Data supplied —

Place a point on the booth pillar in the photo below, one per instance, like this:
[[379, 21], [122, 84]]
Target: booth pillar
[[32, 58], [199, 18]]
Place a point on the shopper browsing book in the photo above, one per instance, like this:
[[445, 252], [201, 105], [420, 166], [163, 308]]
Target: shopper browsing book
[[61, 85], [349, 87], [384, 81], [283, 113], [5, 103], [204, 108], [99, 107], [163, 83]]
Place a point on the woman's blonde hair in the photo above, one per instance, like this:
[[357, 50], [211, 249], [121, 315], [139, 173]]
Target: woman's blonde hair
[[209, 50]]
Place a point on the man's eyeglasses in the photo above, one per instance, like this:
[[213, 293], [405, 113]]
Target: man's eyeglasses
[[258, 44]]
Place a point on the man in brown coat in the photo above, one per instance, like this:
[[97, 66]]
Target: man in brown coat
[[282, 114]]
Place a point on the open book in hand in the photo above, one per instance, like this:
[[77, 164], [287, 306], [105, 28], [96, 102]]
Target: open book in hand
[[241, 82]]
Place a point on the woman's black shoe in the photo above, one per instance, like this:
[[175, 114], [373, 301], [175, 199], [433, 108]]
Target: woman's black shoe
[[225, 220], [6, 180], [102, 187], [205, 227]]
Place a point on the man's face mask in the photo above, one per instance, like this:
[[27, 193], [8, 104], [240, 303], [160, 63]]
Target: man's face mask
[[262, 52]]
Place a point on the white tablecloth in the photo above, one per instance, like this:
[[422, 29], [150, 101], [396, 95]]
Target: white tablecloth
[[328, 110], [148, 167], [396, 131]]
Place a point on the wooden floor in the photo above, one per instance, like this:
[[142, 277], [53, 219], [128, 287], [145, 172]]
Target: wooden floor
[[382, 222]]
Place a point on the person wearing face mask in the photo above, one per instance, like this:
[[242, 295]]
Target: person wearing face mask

The task — Reproduce all of the data above line for line, with no changes.

Worked solution —
Place a point on the booth pillar in the photo below, one per instance, like this:
[[379, 21], [122, 84]]
Target: booth pillar
[[32, 58], [199, 18]]
Place a point on the shopper browsing book in the photo above, one per instance, like this:
[[445, 252], [201, 105], [420, 166], [163, 308]]
Target: shopper browsing book
[[61, 85], [349, 87], [384, 81], [283, 113], [5, 103], [204, 108], [99, 107], [163, 83]]
Place a point on the woman's blonde hair in the photo above, one per instance, like this:
[[357, 50], [211, 249], [121, 315], [139, 173]]
Target: woman's blonde hair
[[209, 50]]
Place a point on the man's eyeglasses in the photo above, one per instance, like this:
[[213, 293], [405, 113]]
Target: man's eyeglasses
[[258, 44]]
Place a point on the man in brown coat in the photo above, one per instance, like this:
[[97, 66]]
Target: man in brown coat
[[282, 114]]
Place a point on the open book in hand in the photo above, one per instance, like this:
[[77, 164], [287, 306], [105, 28], [96, 102]]
Target: open book in hand
[[241, 82]]
Place a point on the woman's black shoe in the photo above, one per instance, like this:
[[175, 114], [373, 301], [175, 199], [433, 108]]
Target: woman's black shoe
[[225, 220], [6, 180], [102, 187], [205, 227]]
Place a point on the man's face mask in the photo above, one per instance, like this:
[[27, 193], [8, 104], [240, 303], [160, 63]]
Target: man's face mask
[[262, 52]]
Place a point on the white tablecloth in the photo above, one per instance, like this:
[[422, 29], [150, 101], [396, 95]]
Target: white tablecloth
[[328, 110], [148, 167], [396, 131]]
Place a point on the wooden floor in the photo above, one per instance, like this:
[[142, 277], [53, 219], [128, 287], [145, 172]]
Target: wooden floor
[[382, 222]]
Place a point on the person wearing face mask in the photo above, one per instance, like this:
[[242, 295]]
Target: person wearing face mask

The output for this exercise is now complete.